• [GIVEN ENTRIES]
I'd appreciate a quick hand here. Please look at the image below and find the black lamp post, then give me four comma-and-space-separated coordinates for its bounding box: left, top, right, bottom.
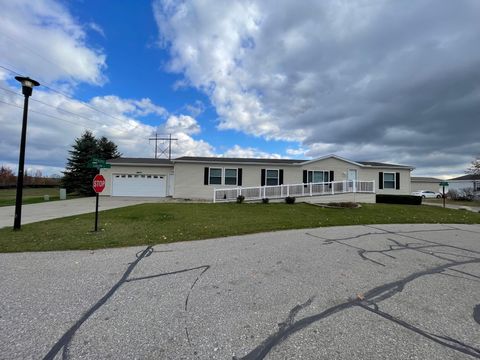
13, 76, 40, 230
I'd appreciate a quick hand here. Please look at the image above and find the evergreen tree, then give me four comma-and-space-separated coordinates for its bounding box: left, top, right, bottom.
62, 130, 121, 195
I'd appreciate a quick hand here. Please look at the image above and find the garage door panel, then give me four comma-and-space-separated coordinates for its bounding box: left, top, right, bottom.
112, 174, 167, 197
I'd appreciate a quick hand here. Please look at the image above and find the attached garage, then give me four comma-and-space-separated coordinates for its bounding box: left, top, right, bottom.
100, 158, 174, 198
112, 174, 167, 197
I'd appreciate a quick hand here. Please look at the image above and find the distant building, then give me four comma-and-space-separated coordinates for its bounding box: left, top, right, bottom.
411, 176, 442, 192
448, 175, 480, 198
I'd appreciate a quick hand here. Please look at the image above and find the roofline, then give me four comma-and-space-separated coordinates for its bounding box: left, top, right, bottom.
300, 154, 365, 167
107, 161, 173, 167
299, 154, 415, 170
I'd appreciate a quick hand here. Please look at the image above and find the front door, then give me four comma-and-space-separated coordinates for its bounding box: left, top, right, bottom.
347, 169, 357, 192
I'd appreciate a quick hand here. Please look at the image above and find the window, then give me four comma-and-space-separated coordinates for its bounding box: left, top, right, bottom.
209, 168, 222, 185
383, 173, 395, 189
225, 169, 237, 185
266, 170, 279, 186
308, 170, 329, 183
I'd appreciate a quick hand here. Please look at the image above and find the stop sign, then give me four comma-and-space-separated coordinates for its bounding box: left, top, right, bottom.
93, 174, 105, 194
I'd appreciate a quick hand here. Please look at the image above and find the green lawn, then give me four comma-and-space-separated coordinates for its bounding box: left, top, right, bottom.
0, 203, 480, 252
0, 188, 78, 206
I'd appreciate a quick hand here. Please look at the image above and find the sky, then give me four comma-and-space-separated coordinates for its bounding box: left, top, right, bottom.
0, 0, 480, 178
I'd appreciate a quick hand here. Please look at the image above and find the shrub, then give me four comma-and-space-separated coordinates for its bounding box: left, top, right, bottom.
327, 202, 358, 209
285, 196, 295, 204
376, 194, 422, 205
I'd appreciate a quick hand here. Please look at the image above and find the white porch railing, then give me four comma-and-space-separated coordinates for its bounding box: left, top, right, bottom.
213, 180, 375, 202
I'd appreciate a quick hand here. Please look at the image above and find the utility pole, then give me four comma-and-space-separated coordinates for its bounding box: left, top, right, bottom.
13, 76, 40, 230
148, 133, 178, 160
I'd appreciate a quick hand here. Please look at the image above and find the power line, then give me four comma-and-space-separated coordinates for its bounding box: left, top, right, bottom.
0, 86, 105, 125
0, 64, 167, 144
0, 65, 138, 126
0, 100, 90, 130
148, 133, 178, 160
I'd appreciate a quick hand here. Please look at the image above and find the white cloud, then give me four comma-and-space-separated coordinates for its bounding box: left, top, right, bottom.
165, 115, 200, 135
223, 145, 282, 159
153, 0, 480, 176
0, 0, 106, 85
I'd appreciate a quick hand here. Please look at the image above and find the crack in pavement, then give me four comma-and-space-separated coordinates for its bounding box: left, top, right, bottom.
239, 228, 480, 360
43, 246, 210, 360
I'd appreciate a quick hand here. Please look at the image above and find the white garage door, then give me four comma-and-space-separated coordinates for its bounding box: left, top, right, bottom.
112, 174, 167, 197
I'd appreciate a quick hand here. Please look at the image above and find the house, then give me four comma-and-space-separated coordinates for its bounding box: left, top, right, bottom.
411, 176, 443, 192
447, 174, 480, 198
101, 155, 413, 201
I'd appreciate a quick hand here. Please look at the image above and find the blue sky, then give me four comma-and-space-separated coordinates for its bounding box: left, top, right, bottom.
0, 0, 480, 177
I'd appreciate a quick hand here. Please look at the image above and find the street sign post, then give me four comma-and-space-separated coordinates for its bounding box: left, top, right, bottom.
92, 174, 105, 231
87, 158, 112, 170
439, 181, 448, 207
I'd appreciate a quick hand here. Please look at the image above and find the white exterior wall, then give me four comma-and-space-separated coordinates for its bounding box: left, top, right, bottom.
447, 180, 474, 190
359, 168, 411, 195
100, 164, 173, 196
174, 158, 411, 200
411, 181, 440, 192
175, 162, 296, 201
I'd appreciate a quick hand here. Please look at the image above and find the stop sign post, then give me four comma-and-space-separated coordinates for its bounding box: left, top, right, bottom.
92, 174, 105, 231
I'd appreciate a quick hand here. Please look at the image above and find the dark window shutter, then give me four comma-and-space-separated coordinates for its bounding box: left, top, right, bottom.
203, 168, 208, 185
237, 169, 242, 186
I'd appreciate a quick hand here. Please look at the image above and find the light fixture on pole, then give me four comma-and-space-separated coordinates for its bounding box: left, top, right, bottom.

• [TASK BRIEF]
Recast every line of the records above as a numbered list, leaving out blank lines. Don't include the pictures.

• [RESPONSE]
1. I'd appreciate a quick hand here. Please look at the image below and find the black lamp post, then give me four comma-and-space-separated coordinates for its bounding box: left, top, right, bottom.
2. 13, 76, 40, 230
3. I'd appreciate a quick hand here. Please look at the image above and find the evergreen tree, then give me four comma-and-space-separated coordinates for its bounding box: left, top, right, bottom.
4. 62, 130, 121, 195
5. I'd appreciate a quick hand here. Please look at the image above and find the garage door panel, then give me four comma-and-space-separated coordinates for its bounding box: left, top, right, bottom.
6. 112, 174, 167, 197
7. I'd appreciate a quick hand here. Please look at the image above and find the attached garage, then give me four comma-and-space-separated coordinates for its bounding box: left, top, right, bottom.
8. 100, 158, 174, 198
9. 112, 174, 167, 197
10. I'd appreciate a quick hand here. Please look at the image above and find the distant building, then give me four comma-and-space-separated coordinates for its bounding box: left, top, right, bottom.
11. 411, 176, 442, 192
12. 448, 175, 480, 198
13. I'd appreciate a quick hand here. Please look at the image above and find the roofline, then give me four comma-and-space-separated coordinates for its bounding box: left, top, right, bottom.
14. 300, 154, 365, 167
15. 107, 161, 173, 167
16. 299, 154, 415, 170
17. I'd appreciate a quick hand here. Please look at the image above and find the front door, then give me four comma-and-space-separated coordinates for its bounding box: left, top, right, bottom.
18. 347, 169, 357, 192
19. I'd appreciate a quick hand here. Please look at the image above and find the window, then give me four comma-and-space-separated coordinates for its bounding box: left, top, right, bottom.
20. 209, 168, 222, 185
21. 383, 173, 395, 189
22. 225, 169, 237, 185
23. 266, 170, 279, 186
24. 308, 170, 329, 183
25. I'd appreciate a quick hand here. Please look at the image above and find the stop sign, then give me four comma-and-space-separated coordinates for its bounding box: left, top, right, bottom.
26. 93, 174, 105, 194
27. I'd appreciate a quick hand here. Please look at the image above and find the green lawn, then give me four comma-and-space-separated coordinates for its bounding box: left, top, right, bottom.
28. 0, 203, 480, 252
29. 0, 188, 78, 206
30. I'd appreciate a quick hand here. Please look at the image above and find the sky, then give me four comma-and-space-separated coordinates for its bounding box: left, top, right, bottom.
31. 0, 0, 480, 178
32. I'd appreciate a quick hand here. Please look at the image above and find the shrub, then give me four comma-and-space-separated coordinates for its bounding box: left, top, right, bottom.
33. 327, 202, 358, 209
34. 285, 196, 295, 204
35. 376, 194, 422, 205
36. I'd appreciate a quick hand here. Please look at the image above and find the white porch railing, then give me four comma-and-space-separated coordinates for its bounding box: left, top, right, bottom.
37. 213, 180, 375, 202
38. I'd appreciate a quick hand here. Please look at the image above and find the utility pole, then give me four comma-and-space-separated coordinates for its bounding box: left, top, right, bottom.
39. 13, 76, 40, 230
40. 148, 133, 178, 160
41. I'd appreciate a quick hand here. Please look at the image above and find the power line, then give me four comma-and-space-separated coordinates for its bounding box: left, top, right, bottom.
42. 0, 86, 105, 125
43. 0, 64, 167, 144
44. 0, 65, 138, 126
45. 0, 100, 90, 130
46. 148, 133, 178, 160
47. I'd appreciate a quick hand here. Please look at the image above and find the white cloud, then give me four comma-and-space-separated coordinates for its bounding box: left, top, right, bottom.
48. 165, 115, 200, 135
49. 223, 145, 282, 159
50. 153, 0, 480, 176
51. 0, 0, 106, 85
52. I'd appreciate a quick hand here. Please look at the image above and find the crack in pavement, then give me four comma-and-space-separated coordinates for its bounding box: left, top, right, bottom.
53. 239, 228, 480, 360
54. 43, 246, 210, 360
55. I'd appreciate a quick hand here. Please look at the image above and find the white garage door, then give me four comma-and-space-separated coordinates for its bounding box: left, top, right, bottom.
56. 112, 174, 167, 197
57. I'd appreciate a quick hand here. Please look at the image above and find the house, then give me four comma-and-space-separated coordinates for its bounding box: left, top, right, bottom.
58. 411, 176, 443, 192
59. 447, 174, 480, 198
60. 101, 155, 413, 201
61. I'd appreciate a quick hand here. Please look at the image above and find the blue sky, then give me four comma-and-space-separated coordinates for its bounding box: left, top, right, bottom.
62. 0, 0, 480, 177
63. I'd appreciate a quick hand here. Please look at the image above and find the street sign post, then give me four comma-and-space-separated coordinates for its bounding box: left, top, right, bottom.
64. 92, 174, 105, 231
65. 87, 158, 112, 170
66. 439, 181, 448, 207
67. I'd appreciate a quick hand here. Please look at the image above and find the white exterior wall, then give me four comma-and-space-separated coordinates for its bounding box: left, top, right, bottom.
68. 447, 180, 474, 190
69. 359, 168, 411, 195
70. 100, 164, 173, 196
71. 174, 158, 411, 200
72. 411, 181, 440, 192
73. 175, 162, 296, 201
74. I'd appreciate a quick hand here. Please look at the image above and find the stop sign post, then give me four comma-and-space-separated coordinates for its bounding box: left, top, right, bottom.
75. 92, 174, 105, 231
76. I'd appreciate a quick hand here. Please look at the image above and find the dark window shutter, then give me four comma-and-space-separated coordinates for its bounding box: left, top, right, bottom.
77. 203, 168, 208, 185
78. 237, 169, 242, 186
79. I'd appreciate a quick hand here. Please look at the image above and find the light fixture on pole, then give me four comma-and-space-separated coordinates for its bounding box: left, top, right, bottom.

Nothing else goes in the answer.